**What you should do:**
Reproduce every line of the material below, character for character.

**Data for the task:**
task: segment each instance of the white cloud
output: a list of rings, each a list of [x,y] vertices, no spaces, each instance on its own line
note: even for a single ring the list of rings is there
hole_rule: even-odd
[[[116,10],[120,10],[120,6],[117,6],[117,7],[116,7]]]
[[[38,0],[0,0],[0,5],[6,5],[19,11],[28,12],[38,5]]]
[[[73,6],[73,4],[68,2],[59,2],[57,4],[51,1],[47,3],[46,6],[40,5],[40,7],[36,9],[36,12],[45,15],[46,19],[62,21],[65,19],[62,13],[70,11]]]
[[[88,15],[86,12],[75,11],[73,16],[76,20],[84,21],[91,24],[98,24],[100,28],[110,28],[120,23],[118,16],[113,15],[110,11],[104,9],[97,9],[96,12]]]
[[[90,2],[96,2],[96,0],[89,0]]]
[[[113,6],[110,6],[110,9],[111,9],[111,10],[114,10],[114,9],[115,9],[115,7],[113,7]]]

**Exercise response:**
task: segment each instance of the white cloud
output: a list of rings, each a list of [x,y] vertices, no spaces, each instance on its own line
note: even for a single ring the list of rings is there
hole_rule: even-odd
[[[116,10],[120,10],[120,6],[117,6],[117,7],[116,7]]]
[[[38,0],[0,0],[0,5],[6,5],[19,11],[28,12],[38,5]]]
[[[73,6],[73,4],[68,2],[59,2],[57,4],[51,1],[47,3],[46,6],[40,5],[40,7],[36,9],[36,12],[45,15],[46,19],[62,21],[65,19],[62,13],[70,11]]]
[[[88,15],[86,12],[75,11],[73,16],[76,20],[84,21],[91,24],[98,24],[100,28],[110,28],[120,23],[118,16],[113,15],[110,11],[104,9],[97,9],[96,12]]]
[[[90,2],[96,2],[96,0],[89,0]]]
[[[113,6],[110,6],[110,9],[111,9],[111,10],[114,10],[114,9],[115,9],[115,7],[113,7]]]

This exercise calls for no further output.